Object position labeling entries
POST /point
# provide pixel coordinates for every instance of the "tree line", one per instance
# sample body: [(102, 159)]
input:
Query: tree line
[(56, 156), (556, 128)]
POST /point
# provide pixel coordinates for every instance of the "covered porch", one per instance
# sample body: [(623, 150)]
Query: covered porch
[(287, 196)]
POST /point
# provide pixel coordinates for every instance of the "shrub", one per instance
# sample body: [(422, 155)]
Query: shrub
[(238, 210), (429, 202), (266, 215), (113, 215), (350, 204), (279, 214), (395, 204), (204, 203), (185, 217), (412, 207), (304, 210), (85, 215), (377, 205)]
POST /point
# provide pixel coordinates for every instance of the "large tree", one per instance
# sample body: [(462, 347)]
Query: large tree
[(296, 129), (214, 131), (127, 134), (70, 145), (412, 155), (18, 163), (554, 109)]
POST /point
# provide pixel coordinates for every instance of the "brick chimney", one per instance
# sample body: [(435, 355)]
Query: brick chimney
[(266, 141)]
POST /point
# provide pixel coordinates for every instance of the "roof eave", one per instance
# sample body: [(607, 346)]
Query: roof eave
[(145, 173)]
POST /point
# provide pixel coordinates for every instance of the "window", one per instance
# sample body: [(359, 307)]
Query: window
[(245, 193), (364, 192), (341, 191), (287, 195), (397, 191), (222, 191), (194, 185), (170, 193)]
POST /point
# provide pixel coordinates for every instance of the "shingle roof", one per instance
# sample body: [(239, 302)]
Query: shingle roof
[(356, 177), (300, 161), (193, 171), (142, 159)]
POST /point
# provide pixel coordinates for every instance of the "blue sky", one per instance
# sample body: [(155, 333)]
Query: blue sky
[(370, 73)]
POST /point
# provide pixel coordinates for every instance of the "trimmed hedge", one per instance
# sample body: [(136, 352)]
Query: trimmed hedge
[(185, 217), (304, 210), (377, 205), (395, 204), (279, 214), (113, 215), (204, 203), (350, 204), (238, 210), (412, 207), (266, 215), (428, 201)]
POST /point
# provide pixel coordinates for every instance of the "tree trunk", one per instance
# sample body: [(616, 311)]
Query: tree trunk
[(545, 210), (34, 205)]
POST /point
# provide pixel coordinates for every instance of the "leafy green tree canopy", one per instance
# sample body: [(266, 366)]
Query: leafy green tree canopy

- What the exercise asks
Starting at the beginning of the entries above and ending at the line that contains "185), (170, 193)]", write out every line again in full. Multiply each pixel coordinate in the answer lists by 1.1 and round it to a whole number, halves up, but leave the sample coordinates unchanged.

- Solution below
POST /point
# provide pixel coordinates for every instance of the "tree line", one per instance
# sample body: [(102, 159)]
input:
Query: tree line
[(62, 172), (612, 141)]
POST /point
# provide pixel coordinates for every instance of the "covered porch", one per instance
# sample body: [(623, 150)]
Query: covered porch
[(316, 216)]
POST /point
# provide pixel coordinates for every instance of the "shrub", one per instance
# sample body: [(422, 155)]
Query: shrub
[(262, 231), (472, 222), (293, 237), (124, 237), (385, 224), (307, 235), (435, 224), (224, 223), (204, 239), (453, 228), (334, 231), (94, 237), (415, 226)]
POST /point
# provide pixel coordinates for every instance of the "large tree", one per instance
# sample body: [(462, 347)]
Query: large tree
[(326, 142), (235, 144), (140, 147), (77, 160), (453, 171), (20, 179), (609, 120)]
POST /point
# provide pixel coordinates for every instance of the "brick chimney", one per instance
# sample body: [(435, 355)]
Query: brick chimney
[(293, 155)]
POST /point
# provide pixel coordinates for every instance of the "roof eave", one per instance
# sample body: [(607, 346)]
Query: roof eave
[(160, 190)]
POST /point
# provide pixel coordinates for every instance of the "window", one per instance
# sample body: [(359, 307)]
Query: window
[(270, 212), (400, 211), (375, 210), (316, 215), (437, 210), (244, 210), (213, 204), (187, 212)]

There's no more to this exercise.